Short exercise a: According to the film review below, how much will the car repairs cost?

Document passage:
Film - Willy's Wonderland
Director: Kevin Lewis
Writer: G.O. Parsons
Starring: Nicolas Cage, Emily Tosta, Beth Grant, Caylee Cowan, Ric Reitz, David Sheftell, Kai Kadlec, Christian Delgrosso, Terayle Hill, Jonathan Mercedes
Willy’s Wonderland must have been a walk in the park for Nicolas Cage, the kind of film he could make in his sleep, and this time he didn’t even have to learn any dialogue, he could just be…him.
That’s not to say the film isn’t a lot of fun, it certainly is, unless you are tired of seeing Nic Cage get crazy, but as the old film saying goes, ‘If your tired of Crazy Nic, you’re tired of life’ (well, it’s a saying in my house).
At the start of Willy’s Wonderland Nicolas Cage’s nameless character is hurtling down the road in his muscle car when his tyres suddenly get blown out. He gets picked up by the car repair service from a nearby small town and told the repairs will cost a thousand dollars, but they don’t take credit cards…and none of the ATMs work. Inevitably, Cage’s character is unable to pay in cash, so the mechanic suggests he could work off the amount by taking on a job locally, nothing too difficult, just an overnight cleaning task.
Stetson wearing, cowboy booted, moustache twiddling Tex Macadooa (Ric Reitz) is the man who offers Cage’s character a deal. Tex owns a disused amusement arcade and restaurant called ‘Willy’s Wonderland’ which is in dire need of a good clean up. If Cage agrees to be the ‘Janitor’ for one night, Tex will take care of the repair bill and have ‘the Janitor’s’ car outside, fixed and ready for collection, by the morning. It all seems simple enough, so Cage, a man of few words (no words actually) agrees to be the overnight ‘Janitor’.
Of course, the whole thing is a not-so-elaborate trap. Willy's Wonderland carries a dark secret that The Janitor is about to discover - the place is infested by giant, cartoonish, animatronic creatures, possessed by the spirits of sadistic killers keen to slaughter any who trespass there - and the people of this hick town have made a deal which involves luring in random strangers for a sacrifice, rather than offering any their own kin.

Dataset excerpt:
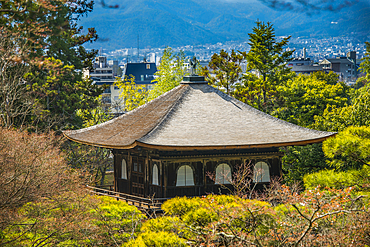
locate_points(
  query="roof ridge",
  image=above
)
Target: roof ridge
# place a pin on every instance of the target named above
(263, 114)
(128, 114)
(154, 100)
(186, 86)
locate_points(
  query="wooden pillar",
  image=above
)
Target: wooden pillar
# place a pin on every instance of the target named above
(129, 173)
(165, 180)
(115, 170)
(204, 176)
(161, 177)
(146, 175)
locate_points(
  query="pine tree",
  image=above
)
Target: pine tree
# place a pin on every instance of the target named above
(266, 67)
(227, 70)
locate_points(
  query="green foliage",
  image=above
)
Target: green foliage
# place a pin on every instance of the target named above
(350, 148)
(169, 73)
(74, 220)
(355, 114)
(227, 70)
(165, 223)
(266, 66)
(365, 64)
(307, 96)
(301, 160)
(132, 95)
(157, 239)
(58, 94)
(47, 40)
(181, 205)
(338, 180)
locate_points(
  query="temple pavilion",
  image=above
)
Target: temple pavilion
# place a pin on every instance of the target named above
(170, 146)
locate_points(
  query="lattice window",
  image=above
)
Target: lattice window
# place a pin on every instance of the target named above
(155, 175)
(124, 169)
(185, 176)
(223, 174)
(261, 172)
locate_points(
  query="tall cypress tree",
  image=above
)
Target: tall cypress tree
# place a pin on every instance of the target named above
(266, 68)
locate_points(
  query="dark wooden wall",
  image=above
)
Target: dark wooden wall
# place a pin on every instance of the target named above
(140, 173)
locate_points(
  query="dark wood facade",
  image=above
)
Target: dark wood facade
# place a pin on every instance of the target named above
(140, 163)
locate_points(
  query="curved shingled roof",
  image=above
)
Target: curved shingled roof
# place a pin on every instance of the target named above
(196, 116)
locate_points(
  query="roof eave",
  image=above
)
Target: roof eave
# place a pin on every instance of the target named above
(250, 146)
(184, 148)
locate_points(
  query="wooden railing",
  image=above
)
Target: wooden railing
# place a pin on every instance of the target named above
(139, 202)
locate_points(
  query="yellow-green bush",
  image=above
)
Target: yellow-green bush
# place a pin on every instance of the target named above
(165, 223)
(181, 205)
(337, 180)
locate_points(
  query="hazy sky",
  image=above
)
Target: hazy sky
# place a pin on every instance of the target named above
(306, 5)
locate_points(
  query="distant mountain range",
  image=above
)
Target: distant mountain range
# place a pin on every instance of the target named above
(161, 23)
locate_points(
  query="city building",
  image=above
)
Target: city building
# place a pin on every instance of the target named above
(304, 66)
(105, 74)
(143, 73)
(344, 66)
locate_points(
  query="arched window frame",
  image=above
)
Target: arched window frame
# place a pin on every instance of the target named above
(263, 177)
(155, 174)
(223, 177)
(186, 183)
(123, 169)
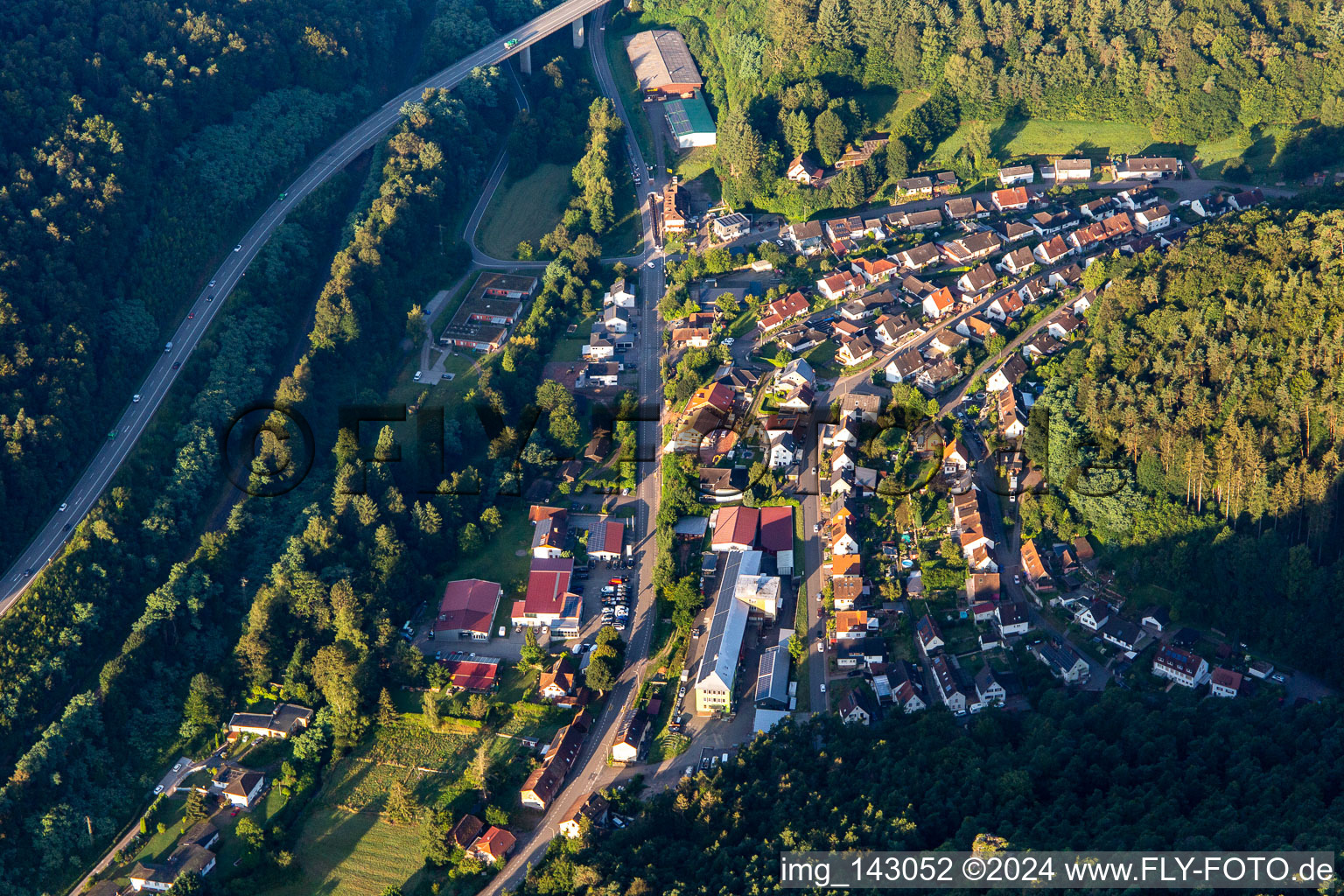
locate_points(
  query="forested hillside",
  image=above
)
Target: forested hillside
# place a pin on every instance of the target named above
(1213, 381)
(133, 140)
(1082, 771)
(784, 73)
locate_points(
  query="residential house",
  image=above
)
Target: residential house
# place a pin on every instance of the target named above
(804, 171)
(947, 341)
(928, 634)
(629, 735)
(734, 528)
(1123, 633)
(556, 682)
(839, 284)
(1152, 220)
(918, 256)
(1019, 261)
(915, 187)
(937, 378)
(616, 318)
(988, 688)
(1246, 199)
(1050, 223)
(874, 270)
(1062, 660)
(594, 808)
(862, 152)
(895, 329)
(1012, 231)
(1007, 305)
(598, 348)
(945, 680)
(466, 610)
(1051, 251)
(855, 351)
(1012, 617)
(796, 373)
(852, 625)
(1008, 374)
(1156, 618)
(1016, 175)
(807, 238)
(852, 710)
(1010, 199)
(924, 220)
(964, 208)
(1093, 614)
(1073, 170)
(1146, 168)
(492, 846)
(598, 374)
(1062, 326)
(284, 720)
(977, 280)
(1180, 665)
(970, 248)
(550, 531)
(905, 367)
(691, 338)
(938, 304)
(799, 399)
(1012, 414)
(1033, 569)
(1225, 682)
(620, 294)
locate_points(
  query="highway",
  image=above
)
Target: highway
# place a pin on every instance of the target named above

...

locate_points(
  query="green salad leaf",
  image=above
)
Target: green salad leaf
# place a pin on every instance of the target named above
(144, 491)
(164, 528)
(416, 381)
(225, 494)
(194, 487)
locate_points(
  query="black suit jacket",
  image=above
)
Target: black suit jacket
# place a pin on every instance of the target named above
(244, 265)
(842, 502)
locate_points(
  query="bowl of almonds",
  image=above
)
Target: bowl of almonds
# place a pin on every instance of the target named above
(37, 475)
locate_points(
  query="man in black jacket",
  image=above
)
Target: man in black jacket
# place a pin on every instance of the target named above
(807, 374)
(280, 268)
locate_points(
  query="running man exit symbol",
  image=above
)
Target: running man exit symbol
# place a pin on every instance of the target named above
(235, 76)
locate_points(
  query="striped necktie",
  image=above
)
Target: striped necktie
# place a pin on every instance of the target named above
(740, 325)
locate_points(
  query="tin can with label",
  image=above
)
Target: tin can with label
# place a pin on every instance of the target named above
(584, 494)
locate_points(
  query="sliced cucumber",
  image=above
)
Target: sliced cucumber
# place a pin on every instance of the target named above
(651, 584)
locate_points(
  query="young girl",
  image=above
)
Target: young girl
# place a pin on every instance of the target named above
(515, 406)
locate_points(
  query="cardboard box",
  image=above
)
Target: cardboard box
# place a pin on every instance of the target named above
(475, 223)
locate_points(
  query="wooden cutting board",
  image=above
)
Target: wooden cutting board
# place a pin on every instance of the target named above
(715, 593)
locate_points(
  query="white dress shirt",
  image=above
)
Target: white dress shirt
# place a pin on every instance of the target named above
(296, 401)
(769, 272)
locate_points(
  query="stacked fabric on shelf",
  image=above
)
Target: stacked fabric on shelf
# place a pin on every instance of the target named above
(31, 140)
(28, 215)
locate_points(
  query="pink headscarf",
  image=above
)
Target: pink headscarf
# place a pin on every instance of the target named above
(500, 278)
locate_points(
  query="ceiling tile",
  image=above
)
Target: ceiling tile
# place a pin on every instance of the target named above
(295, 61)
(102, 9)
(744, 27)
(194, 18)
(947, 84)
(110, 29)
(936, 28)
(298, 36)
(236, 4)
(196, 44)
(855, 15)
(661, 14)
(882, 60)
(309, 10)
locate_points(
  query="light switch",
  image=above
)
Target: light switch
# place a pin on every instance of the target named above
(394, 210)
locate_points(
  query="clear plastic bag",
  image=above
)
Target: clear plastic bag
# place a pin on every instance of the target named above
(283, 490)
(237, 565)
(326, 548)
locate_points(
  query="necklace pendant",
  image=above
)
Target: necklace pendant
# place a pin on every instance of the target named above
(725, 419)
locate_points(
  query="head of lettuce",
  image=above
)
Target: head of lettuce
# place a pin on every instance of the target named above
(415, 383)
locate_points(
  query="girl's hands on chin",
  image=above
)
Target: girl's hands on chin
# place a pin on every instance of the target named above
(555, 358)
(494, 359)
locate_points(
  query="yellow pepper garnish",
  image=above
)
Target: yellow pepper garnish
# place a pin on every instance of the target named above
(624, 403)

--

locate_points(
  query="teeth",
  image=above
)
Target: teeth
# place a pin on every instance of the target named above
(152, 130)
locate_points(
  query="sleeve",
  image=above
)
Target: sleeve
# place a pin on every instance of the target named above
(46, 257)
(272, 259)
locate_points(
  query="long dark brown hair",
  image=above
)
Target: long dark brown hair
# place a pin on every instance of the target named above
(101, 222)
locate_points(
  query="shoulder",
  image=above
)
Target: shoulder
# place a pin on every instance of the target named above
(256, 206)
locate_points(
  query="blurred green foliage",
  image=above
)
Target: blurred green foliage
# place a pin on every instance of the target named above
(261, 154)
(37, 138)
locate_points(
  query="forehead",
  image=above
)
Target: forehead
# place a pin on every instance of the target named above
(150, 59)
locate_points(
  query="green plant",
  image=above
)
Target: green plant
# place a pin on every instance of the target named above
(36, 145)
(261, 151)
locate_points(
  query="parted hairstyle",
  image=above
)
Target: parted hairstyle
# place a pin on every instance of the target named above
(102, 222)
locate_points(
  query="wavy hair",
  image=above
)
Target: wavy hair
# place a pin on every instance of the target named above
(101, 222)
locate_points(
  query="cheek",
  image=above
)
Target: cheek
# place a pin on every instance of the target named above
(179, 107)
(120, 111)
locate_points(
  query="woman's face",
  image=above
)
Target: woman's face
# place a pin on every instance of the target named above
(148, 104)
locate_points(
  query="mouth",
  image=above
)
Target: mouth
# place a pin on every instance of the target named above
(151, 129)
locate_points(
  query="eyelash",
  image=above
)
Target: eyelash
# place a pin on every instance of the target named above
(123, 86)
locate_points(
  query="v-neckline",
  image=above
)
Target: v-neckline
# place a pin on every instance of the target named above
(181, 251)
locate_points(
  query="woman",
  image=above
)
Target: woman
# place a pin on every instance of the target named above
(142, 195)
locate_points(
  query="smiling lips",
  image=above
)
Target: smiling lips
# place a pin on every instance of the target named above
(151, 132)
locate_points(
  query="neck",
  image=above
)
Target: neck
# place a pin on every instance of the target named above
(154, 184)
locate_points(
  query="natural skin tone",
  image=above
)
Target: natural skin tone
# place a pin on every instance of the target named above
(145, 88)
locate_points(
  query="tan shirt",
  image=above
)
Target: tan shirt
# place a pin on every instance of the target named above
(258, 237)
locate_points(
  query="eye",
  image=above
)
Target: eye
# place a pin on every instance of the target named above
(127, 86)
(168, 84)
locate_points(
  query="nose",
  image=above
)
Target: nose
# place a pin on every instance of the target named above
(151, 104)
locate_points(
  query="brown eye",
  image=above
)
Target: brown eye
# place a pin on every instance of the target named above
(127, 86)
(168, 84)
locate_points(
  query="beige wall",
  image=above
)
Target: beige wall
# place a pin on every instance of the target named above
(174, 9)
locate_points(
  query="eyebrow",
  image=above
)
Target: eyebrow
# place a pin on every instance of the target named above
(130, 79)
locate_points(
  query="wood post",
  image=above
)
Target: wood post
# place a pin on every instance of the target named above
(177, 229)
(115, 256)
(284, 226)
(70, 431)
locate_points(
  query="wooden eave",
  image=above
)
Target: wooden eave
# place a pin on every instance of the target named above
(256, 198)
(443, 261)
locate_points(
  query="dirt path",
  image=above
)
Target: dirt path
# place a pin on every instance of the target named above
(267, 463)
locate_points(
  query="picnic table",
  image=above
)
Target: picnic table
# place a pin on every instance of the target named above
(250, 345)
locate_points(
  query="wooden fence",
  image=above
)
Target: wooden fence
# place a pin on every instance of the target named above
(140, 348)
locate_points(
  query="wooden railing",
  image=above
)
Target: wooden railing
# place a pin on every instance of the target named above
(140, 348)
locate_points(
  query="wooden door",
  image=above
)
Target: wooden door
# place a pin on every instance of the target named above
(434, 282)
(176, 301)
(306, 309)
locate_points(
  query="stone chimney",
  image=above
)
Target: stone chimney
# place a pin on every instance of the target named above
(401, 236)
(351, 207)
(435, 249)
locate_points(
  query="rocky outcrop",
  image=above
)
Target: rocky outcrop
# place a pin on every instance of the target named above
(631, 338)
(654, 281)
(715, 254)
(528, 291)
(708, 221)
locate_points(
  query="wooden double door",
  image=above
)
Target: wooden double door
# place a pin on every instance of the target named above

Short exercise b: Extract every line of the records above that contains the string "skin". Case counts.

Right answer a: A thousand dollars.

Right answer b:
  query="natural skin tone",
Target: natural skin tone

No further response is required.